TO DO:
Reproduce the part of the interview excerpt below that begins at the words "Ms. Bondar: Well, that" and stops after "would that be?".

DOCUMENT EXCERPT:

=== Section Start ===

Ms. Bondar: Well, that requires a response and that requires constant adaptation.

  1. You know, it’s been very insightful and I’m pretty sure, unfortunately, we just scratched the surface on what’s going on in Ukraine. But if you were to give, like, one insight or – not a lesson, I don’t like this word, but just insight what Western militaries might change that would help them to adapt faster and – or might change everything for them in terms of at least defense, what would that be?

Captain Maslii: First of all, we’re always sending this data back to all of our allies, and Western military are well aware about what – what need to do. And you guys are very good in everything, so be safe. Like, it will – it takes probably a longer time that it should take, but – for adaptation, but you guys are very good in everything. We like not really to teach you but just to share experience and provide this – like, in this rapid war to what we need to get prepared for. And the rest is not in the end; we’re just in the middle of it. It will just take another few steps and another flip from the – from the technology perspective.

=== Section End ===

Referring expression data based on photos
=== Section Start ===

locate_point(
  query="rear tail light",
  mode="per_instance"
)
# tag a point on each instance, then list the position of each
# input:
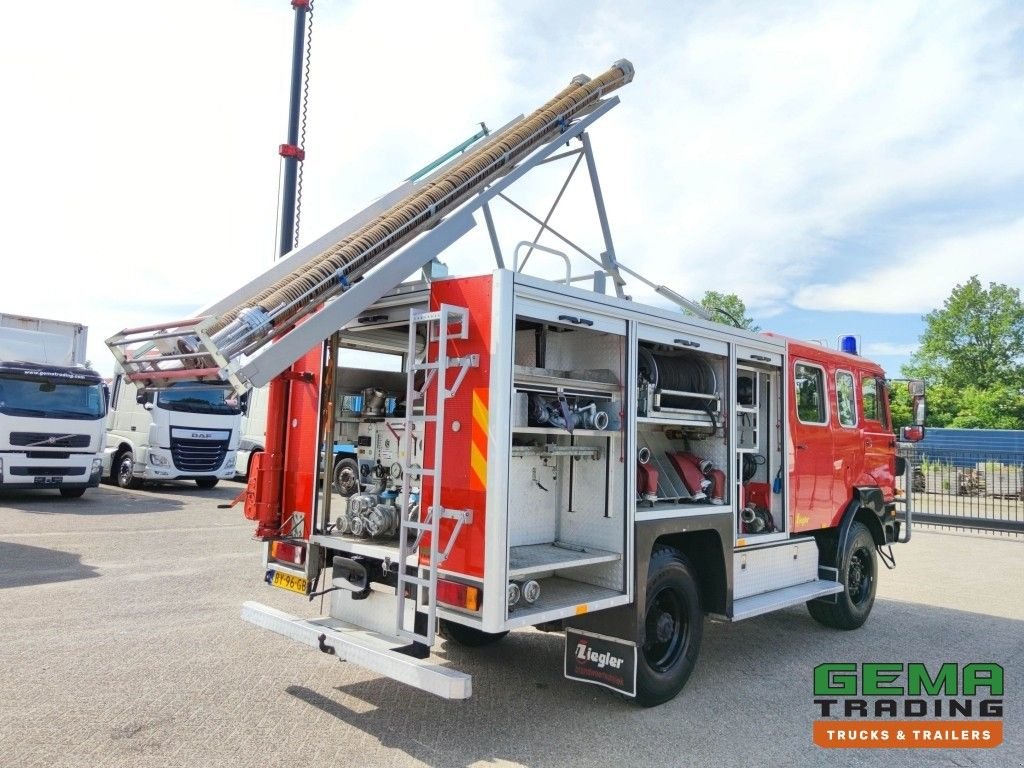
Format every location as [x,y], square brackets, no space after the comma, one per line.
[285,552]
[460,595]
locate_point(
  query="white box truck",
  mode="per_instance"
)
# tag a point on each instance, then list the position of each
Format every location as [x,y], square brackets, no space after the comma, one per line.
[51,407]
[187,431]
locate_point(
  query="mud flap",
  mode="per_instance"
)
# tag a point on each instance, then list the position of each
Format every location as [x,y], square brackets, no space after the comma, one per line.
[604,660]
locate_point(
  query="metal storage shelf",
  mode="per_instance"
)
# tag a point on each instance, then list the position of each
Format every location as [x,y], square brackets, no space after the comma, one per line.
[545,380]
[550,451]
[559,431]
[680,419]
[540,558]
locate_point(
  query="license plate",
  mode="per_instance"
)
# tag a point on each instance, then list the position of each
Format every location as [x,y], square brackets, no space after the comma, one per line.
[289,582]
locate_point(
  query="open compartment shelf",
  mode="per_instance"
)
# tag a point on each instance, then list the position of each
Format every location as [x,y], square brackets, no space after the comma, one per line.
[540,558]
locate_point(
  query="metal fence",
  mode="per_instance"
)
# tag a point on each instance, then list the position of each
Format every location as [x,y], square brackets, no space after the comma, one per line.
[973,489]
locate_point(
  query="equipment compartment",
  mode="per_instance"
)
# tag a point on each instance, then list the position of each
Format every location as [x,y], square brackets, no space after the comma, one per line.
[566,522]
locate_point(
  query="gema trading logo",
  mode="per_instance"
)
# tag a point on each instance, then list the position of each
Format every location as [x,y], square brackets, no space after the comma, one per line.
[909,705]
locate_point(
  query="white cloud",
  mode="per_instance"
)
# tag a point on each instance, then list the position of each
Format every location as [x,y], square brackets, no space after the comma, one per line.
[756,141]
[923,276]
[889,349]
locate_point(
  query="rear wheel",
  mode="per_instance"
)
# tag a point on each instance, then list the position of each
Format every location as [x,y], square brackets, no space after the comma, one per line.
[126,471]
[468,636]
[858,572]
[670,633]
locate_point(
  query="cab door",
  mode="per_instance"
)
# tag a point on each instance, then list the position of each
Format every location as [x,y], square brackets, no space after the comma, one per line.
[811,464]
[877,435]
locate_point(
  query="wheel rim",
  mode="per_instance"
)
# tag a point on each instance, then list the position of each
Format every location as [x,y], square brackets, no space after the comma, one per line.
[666,632]
[124,471]
[860,576]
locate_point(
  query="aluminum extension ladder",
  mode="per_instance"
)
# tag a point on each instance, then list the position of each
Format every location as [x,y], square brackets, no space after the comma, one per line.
[438,326]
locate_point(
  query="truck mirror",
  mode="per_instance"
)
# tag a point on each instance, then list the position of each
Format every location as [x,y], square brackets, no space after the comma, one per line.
[918,408]
[914,433]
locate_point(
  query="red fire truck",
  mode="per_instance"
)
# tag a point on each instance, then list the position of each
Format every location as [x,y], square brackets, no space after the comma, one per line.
[535,451]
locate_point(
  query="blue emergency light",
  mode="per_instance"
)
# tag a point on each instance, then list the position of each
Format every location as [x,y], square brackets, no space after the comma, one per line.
[848,344]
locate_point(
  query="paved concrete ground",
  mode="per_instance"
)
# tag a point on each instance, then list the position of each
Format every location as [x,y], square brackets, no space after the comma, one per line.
[122,646]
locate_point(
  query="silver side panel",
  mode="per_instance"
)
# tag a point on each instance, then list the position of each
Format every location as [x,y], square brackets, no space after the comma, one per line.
[368,649]
[760,570]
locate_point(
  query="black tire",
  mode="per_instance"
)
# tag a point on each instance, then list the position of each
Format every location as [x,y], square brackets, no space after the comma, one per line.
[670,632]
[124,466]
[467,636]
[858,572]
[346,477]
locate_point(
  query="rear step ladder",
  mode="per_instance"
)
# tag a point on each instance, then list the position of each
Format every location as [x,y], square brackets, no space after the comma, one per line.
[438,326]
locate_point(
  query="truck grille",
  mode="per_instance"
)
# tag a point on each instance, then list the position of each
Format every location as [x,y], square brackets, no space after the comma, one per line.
[42,439]
[198,456]
[50,471]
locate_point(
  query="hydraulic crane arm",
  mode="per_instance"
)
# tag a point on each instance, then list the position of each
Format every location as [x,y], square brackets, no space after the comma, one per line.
[318,288]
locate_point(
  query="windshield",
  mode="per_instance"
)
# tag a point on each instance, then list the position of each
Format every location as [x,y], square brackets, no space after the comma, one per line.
[197,398]
[51,398]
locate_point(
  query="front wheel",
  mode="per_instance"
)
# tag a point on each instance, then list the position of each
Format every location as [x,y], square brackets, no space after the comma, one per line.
[671,629]
[126,471]
[858,572]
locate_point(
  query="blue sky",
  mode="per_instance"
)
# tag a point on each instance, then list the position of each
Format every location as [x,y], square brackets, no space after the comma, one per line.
[839,166]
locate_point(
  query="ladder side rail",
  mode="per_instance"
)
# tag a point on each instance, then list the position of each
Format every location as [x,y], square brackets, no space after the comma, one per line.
[271,358]
[404,546]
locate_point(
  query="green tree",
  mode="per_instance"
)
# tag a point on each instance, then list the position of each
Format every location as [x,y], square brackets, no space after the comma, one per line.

=== Section End ===

ANSWER TO THIS TASK:
Ms. Bondar: Well, that requires a response and that requires constant adaptation.

  1. You know, it’s been very insightful and I’m pretty sure, unfortunately, we just scratched the surface on what’s going on in Ukraine. But if you were to give, like, one insight or – not a lesson, I don’t like this word, but just insight what Western militaries might change that would help them to adapt faster and – or might change everything for them in terms of at least defense, what would that be?